**Task statement:** Repeat every entry word for word, but leave the images out of your copy.

Top of Entries shown

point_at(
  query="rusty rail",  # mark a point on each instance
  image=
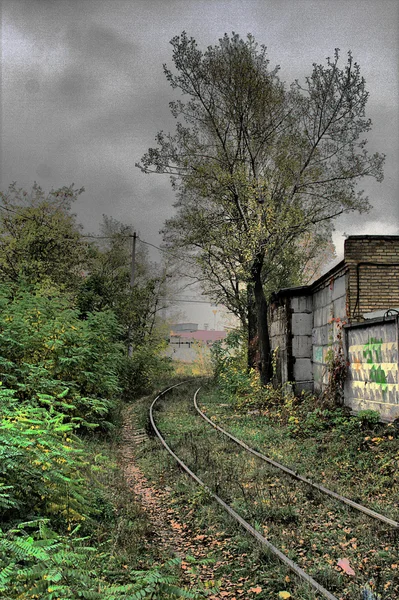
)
(317, 486)
(260, 538)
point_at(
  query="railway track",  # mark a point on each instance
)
(211, 483)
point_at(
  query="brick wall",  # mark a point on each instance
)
(373, 280)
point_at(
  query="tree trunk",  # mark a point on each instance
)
(259, 350)
(265, 362)
(253, 338)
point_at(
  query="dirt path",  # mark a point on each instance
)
(173, 537)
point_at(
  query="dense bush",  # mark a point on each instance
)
(51, 357)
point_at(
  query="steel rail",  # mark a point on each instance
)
(317, 486)
(260, 538)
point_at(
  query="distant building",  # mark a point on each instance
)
(184, 327)
(184, 341)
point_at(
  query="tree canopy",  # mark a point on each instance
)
(258, 167)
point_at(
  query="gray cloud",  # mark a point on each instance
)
(84, 93)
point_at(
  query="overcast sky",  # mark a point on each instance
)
(83, 91)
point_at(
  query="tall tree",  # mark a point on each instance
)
(257, 166)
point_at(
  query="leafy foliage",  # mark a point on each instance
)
(43, 564)
(40, 239)
(53, 357)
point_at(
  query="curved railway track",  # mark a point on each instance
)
(317, 486)
(322, 591)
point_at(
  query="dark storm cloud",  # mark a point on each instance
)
(100, 44)
(85, 93)
(74, 89)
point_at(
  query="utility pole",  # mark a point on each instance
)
(132, 278)
(133, 267)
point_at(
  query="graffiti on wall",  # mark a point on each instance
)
(373, 354)
(373, 372)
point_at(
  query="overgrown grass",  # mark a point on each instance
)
(313, 530)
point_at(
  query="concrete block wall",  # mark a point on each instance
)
(279, 338)
(373, 377)
(373, 284)
(329, 302)
(301, 308)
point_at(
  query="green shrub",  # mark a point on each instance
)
(51, 357)
(36, 562)
(41, 465)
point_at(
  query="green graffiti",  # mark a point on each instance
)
(372, 353)
(378, 376)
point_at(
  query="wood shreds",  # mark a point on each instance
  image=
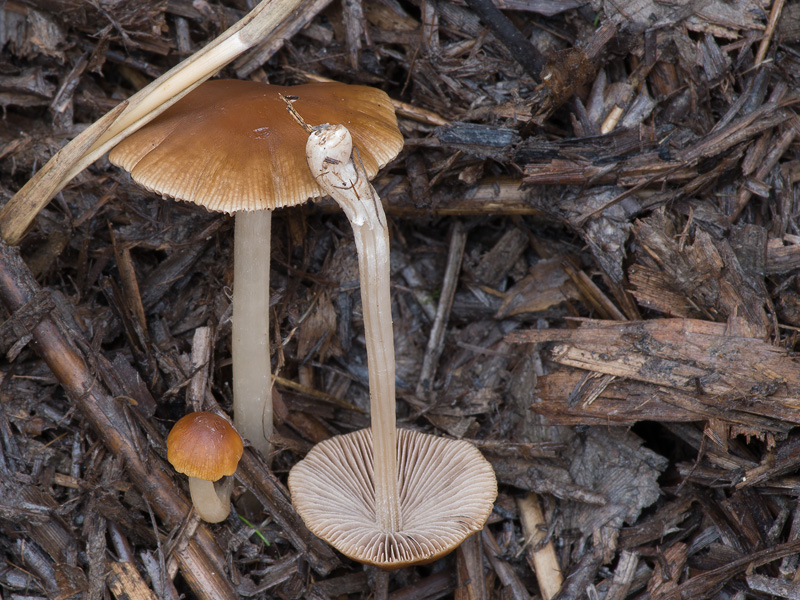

Bottom of Entries shown

**Response box:**
point_at(
  query="rusty rail",  # mark a point on each instance
  image=
)
(317, 486)
(260, 538)
point_at(
  query="railway track",  # mark a point on each instance
)
(211, 483)
point_at(
  query="brick wall",  # mark a point on each instance
)
(373, 280)
point_at(
  query="tree trunk",  # mark a point on each instance
)
(259, 350)
(265, 362)
(253, 338)
point_at(
  query="dirt path",  # mark a point on each instance
)
(173, 537)
point_at(
  query="dense bush",  # mark a point on each instance
)
(51, 357)
point_at(
  query="steel rail",  # mark a point on each instance
)
(317, 486)
(260, 538)
point_at(
  query="distant building",  # mark a point on each instance
)
(184, 327)
(184, 341)
point_at(
  query="tree canopy",  # mark a point on each instance
)
(258, 167)
point_at(
  query="gray cloud",  # mark a point on each instance
)
(84, 93)
point_at(
  query="overcast sky",  # mark a point on each instance
)
(83, 91)
point_at(
  query="tall tree",  # mark a point on each instance
)
(257, 166)
point_at(
  query="leafy foliage",  # mark a point on each instance
)
(43, 564)
(40, 239)
(53, 357)
point_at(
  query="curved railway track",  # mark a point on each instance
)
(317, 486)
(322, 591)
point_at(
  query="dark storm cloud",  # mark a point on each instance
)
(100, 44)
(85, 93)
(74, 89)
point_at(
  query="utility pole",  # mark a point on each instance
)
(132, 278)
(133, 267)
point_at(
  query="graffiti on wall",  # mark a point on each instance
)
(373, 354)
(373, 372)
point_at(
  query="overgrown grass",  # mark a point on each instance
)
(313, 530)
point_at(
  query="concrete block wall",  # mark a point on each instance
)
(279, 338)
(373, 377)
(373, 284)
(329, 302)
(301, 308)
point_at(
  query="green shrub",  # mark a point on each instance
)
(51, 357)
(36, 562)
(41, 465)
point_at(
  query="green graffiti",  # mark a point on each instance
)
(372, 353)
(378, 376)
point_at(
  query="wood shreds",  # mark a point on each instance
  image=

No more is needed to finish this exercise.